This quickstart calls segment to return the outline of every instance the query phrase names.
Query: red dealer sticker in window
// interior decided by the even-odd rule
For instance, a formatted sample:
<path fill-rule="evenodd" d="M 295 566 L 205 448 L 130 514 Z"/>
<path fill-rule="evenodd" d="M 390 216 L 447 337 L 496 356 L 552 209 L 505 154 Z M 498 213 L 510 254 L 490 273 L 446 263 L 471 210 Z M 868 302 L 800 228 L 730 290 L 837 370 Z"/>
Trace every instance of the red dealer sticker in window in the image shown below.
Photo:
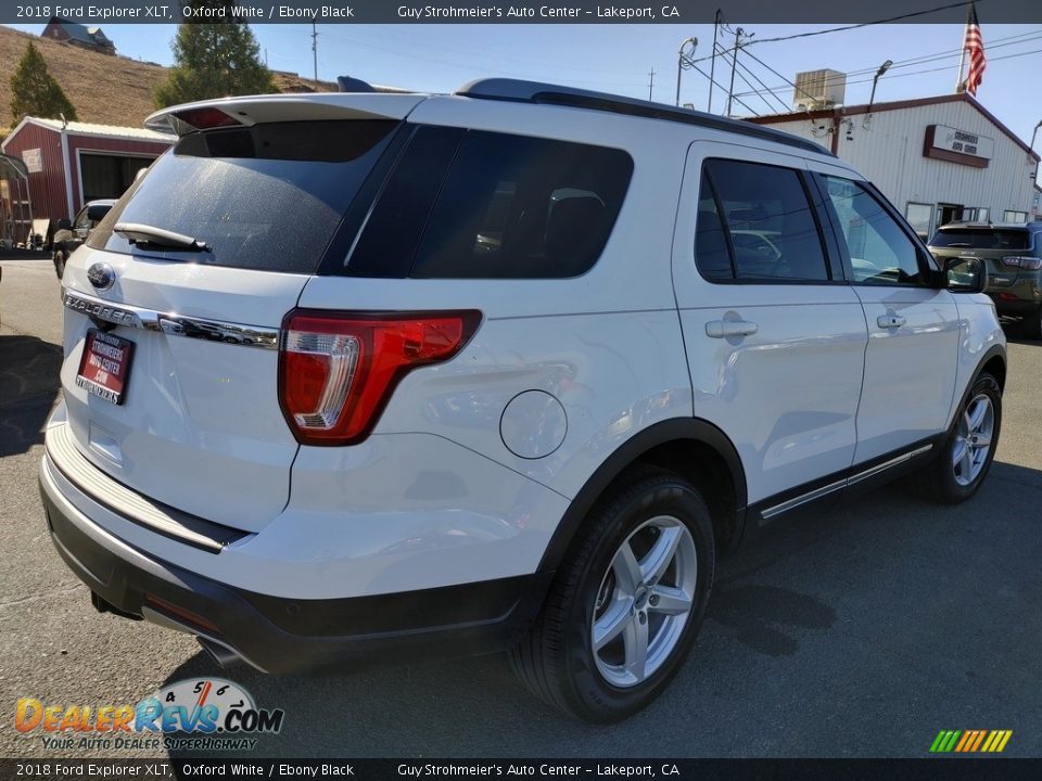
<path fill-rule="evenodd" d="M 76 384 L 105 401 L 123 404 L 132 355 L 134 342 L 90 329 Z"/>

+-------+

◆ **Short task**
Convert the records above into a numbered list with one line per item, dropping any blank lines. Leave the pictures out of your answer.

◆ **Problem solution**
1. This quickstart calls segment to return the outline of every instance the query phrase names.
2. Query: red dealer sticker in window
3. // interior decided by the even-odd rule
4. For instance, a formatted sample:
5. <path fill-rule="evenodd" d="M 295 566 L 205 448 L 130 514 Z"/>
6. <path fill-rule="evenodd" d="M 390 216 L 447 337 L 496 356 L 552 209 L 505 154 Z M 498 213 L 510 254 L 490 273 L 446 263 L 471 210 Z M 868 302 L 800 228 L 730 290 L 837 370 Z"/>
7. Trace every instance of the red dealer sticker in window in the image shown below.
8. Photo:
9. <path fill-rule="evenodd" d="M 76 384 L 105 401 L 123 404 L 132 355 L 134 342 L 90 329 Z"/>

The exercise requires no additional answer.